▶ [Exercise]: Reproduce everything from the line containing "outline cyclist" down to the end of the entries, keeping each line the same.

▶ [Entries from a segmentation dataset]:
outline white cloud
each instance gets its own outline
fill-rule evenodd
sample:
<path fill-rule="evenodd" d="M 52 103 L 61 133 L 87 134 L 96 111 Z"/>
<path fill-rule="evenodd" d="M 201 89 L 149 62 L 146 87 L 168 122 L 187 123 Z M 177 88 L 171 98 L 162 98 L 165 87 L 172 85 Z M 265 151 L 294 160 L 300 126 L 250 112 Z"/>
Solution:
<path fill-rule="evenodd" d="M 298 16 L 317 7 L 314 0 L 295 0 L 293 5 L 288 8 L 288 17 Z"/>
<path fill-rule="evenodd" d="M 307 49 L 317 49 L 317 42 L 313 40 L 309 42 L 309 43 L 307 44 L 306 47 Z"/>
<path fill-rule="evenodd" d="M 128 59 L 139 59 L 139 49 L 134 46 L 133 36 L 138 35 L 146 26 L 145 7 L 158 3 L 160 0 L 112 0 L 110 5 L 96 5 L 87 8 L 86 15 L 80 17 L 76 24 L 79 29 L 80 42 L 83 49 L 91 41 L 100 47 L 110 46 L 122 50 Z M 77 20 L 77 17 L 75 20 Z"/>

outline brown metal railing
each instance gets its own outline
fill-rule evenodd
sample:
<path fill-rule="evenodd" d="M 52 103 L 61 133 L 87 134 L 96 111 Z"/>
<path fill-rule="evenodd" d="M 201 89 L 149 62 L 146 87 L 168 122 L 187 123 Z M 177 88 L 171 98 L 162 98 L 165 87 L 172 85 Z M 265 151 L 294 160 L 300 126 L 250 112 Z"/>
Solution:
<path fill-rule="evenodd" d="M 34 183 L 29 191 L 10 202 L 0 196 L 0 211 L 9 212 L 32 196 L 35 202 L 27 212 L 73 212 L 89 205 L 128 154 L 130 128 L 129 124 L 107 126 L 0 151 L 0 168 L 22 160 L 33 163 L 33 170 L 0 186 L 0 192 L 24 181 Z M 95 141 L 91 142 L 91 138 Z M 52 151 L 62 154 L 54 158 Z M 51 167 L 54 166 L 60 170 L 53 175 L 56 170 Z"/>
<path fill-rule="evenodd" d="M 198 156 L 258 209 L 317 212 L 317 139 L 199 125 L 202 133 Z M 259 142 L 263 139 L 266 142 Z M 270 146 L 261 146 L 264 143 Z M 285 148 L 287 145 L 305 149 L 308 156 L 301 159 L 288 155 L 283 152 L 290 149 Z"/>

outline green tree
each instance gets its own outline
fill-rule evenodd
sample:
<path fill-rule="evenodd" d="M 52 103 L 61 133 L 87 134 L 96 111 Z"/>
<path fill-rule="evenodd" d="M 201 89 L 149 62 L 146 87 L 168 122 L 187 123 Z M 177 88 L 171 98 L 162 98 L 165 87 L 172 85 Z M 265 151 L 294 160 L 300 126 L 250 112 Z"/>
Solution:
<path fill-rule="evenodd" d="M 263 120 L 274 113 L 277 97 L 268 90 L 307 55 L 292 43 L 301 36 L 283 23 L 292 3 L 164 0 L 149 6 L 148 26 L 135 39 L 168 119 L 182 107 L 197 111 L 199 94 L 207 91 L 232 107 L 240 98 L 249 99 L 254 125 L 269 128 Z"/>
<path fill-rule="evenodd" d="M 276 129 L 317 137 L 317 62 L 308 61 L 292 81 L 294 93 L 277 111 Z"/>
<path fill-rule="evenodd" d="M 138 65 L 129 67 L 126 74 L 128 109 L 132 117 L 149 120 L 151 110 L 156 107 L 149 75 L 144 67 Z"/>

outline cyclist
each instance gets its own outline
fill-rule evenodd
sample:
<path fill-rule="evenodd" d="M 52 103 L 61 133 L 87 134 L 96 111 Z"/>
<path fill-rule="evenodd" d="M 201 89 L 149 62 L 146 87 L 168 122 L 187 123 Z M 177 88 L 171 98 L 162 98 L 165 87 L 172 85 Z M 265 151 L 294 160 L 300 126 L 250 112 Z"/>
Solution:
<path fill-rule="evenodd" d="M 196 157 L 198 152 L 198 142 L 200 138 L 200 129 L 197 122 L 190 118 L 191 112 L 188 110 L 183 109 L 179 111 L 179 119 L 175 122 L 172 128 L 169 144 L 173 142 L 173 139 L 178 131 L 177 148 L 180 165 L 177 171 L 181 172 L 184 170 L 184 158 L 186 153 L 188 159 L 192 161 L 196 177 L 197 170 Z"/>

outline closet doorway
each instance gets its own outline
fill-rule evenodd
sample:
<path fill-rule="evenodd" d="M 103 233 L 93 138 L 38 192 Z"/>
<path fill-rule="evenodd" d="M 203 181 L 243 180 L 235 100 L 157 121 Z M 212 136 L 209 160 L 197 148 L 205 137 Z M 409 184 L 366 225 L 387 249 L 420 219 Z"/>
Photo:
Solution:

▶ [Full response]:
outline cyclist
each instance gets its own outline
fill-rule evenodd
sample:
<path fill-rule="evenodd" d="M 52 103 L 61 133 L 87 134 L 96 111 Z"/>
<path fill-rule="evenodd" d="M 201 89 L 149 62 L 146 87 L 168 122 L 187 123 Z M 177 88 L 171 98 L 162 98 L 165 87 L 172 85 Z M 265 151 L 294 160 L 300 126 L 250 112 Z"/>
Solution:
<path fill-rule="evenodd" d="M 196 157 L 198 152 L 198 142 L 200 138 L 200 129 L 197 122 L 190 118 L 191 112 L 188 110 L 183 109 L 179 111 L 179 119 L 175 122 L 172 128 L 169 144 L 173 142 L 173 139 L 178 131 L 177 148 L 180 165 L 177 171 L 181 172 L 184 170 L 184 158 L 186 153 L 188 159 L 192 161 L 196 177 L 197 170 Z"/>

outline closet doorway
each instance gets its own outline
fill-rule evenodd
sample:
<path fill-rule="evenodd" d="M 103 233 L 93 138 L 38 192 Z"/>
<path fill-rule="evenodd" d="M 203 181 L 243 180 L 235 100 L 157 121 Z M 212 136 L 209 160 L 197 148 L 205 137 Z M 409 184 L 366 225 L 387 249 L 420 219 Z"/>
Photo:
Solution:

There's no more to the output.